→ **Task directions**
Update the part of the material below that opens with the line containing "Find the house" and closes with the line containing "<point>701,223</point>": give only those lines, with "gable roof" changed to "flat roof" and everything else unchanged, and leave the pictures out.

---*---

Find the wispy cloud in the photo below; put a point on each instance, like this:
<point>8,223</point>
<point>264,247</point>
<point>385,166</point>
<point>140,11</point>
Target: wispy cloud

---*---

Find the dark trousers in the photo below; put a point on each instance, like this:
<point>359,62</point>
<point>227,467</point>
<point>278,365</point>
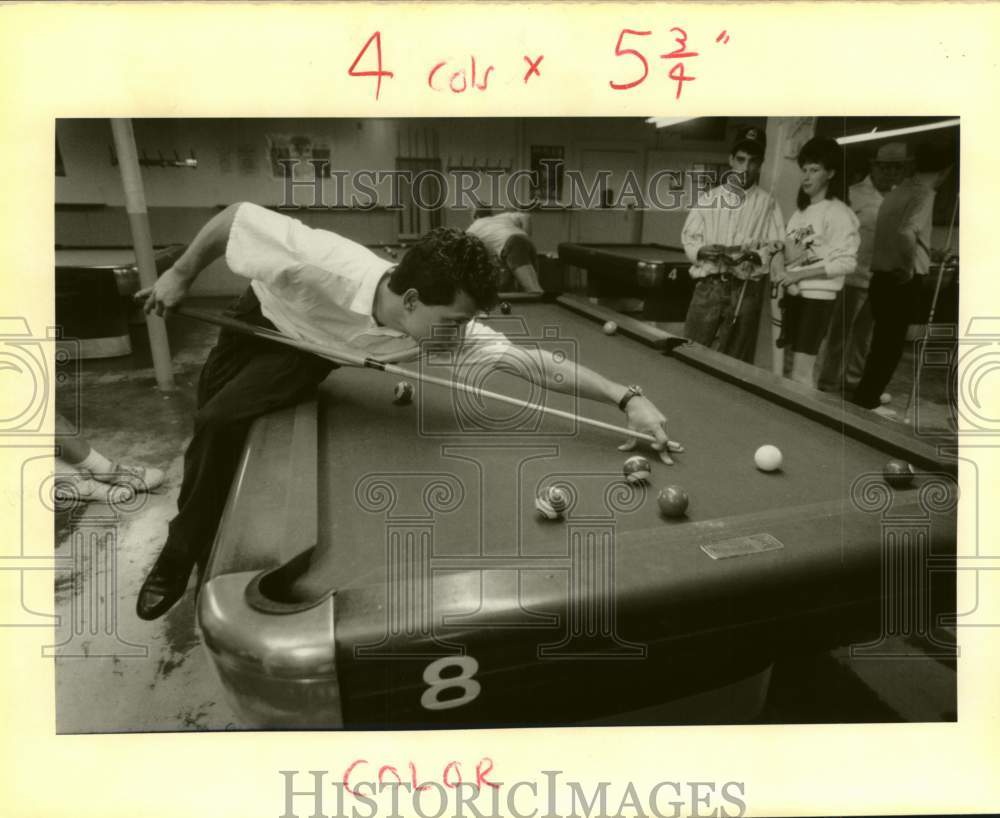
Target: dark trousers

---*---

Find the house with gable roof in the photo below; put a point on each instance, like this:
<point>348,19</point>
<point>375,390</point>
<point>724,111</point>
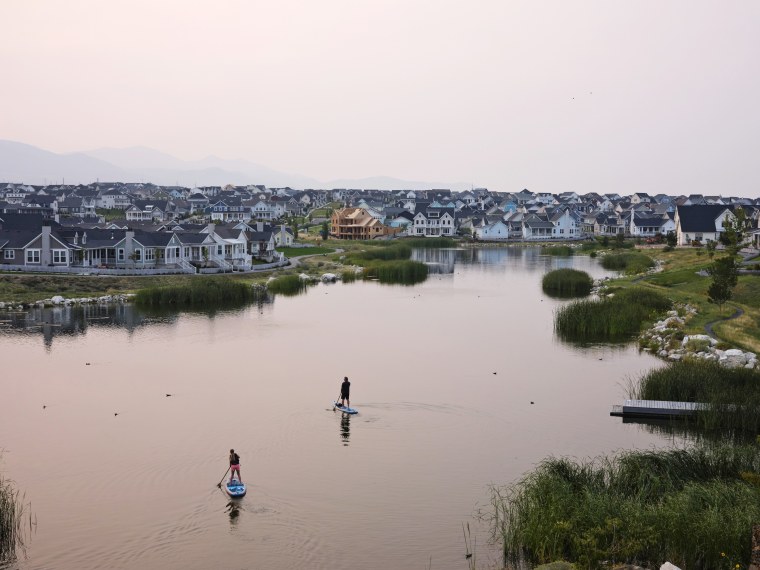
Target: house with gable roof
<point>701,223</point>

---*---

→ **Task result**
Find the house with flat roof in the photo below; put a point on each instance, like this:
<point>348,19</point>
<point>375,390</point>
<point>724,111</point>
Target: house with flat roof
<point>701,223</point>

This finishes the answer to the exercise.